‘Kind in de onderduik’


Minka Bos vertellen het verhaal van Nico Groen, 6 jaar toen de oorlog begon
Sint WillibrordusstraatDe Pijp

Nico Groen moest onderduiken tijdens de oorlog. Gescheiden van zijn ouders zat de 9-jarige Nico op verschillende onderduikadressen. Na de oorlog bleek zijn hele familie te zijn vermoord, alleen Nico en zijn ouders waren niet in de concentratiekampen omgekomen.

Wat zijn uw eerste herinneringen aan de oorlog?
“10 mei 1940. In mijn pyjama liep ik naar de slaapkamer van mijn ouders. Er was iets vreemds. Ik hoorde harde geluiden. Ik wist niet wat het was. Vader zei dat er vliegtuigen overvlogen. Daar was ik wakker door geworden.

Die dagen ging ik gewoon naar school, de joodse Herman Elteschool in de Van Ostadestraat. Elke middag na school ging ik bij mijn vader langs, in zijn koffiehuis in de Sint Willibrordusstraat. Vader had de ramen van het koffiehuis afgeplakt om schade door bombardementen te voorkomen. Vanachter dat raam zag ik een keer een razzia op de Van Woustraat. Duitsers met helmen en zwarte laarzen pakten Joodse mensen op. Ik was bang en dacht: dit gaat over ons.”

Hoe heeft u de oorlog overleefd?

* _Fragment uit gegevens_:
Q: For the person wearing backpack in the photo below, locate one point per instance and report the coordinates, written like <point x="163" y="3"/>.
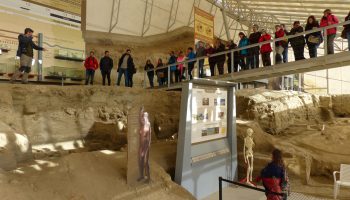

* _Te doen_: Herhaal letterlijk uit het interview met Nico Groen het stuk dat opent met de woorden "Nico Groen moest" en sluit met "de concentratiekampen omgekomen.".

* _Antwoord_:
Nico Groen moest onderduiken tijdens de oorlog. Gescheiden van zijn ouders zat de 9-jarige Nico op verschillende onderduikadressen. Na de oorlog bleek zijn hele familie te zijn vermoord, alleen Nico en zijn ouders waren niet in de concentratiekampen omgekomen.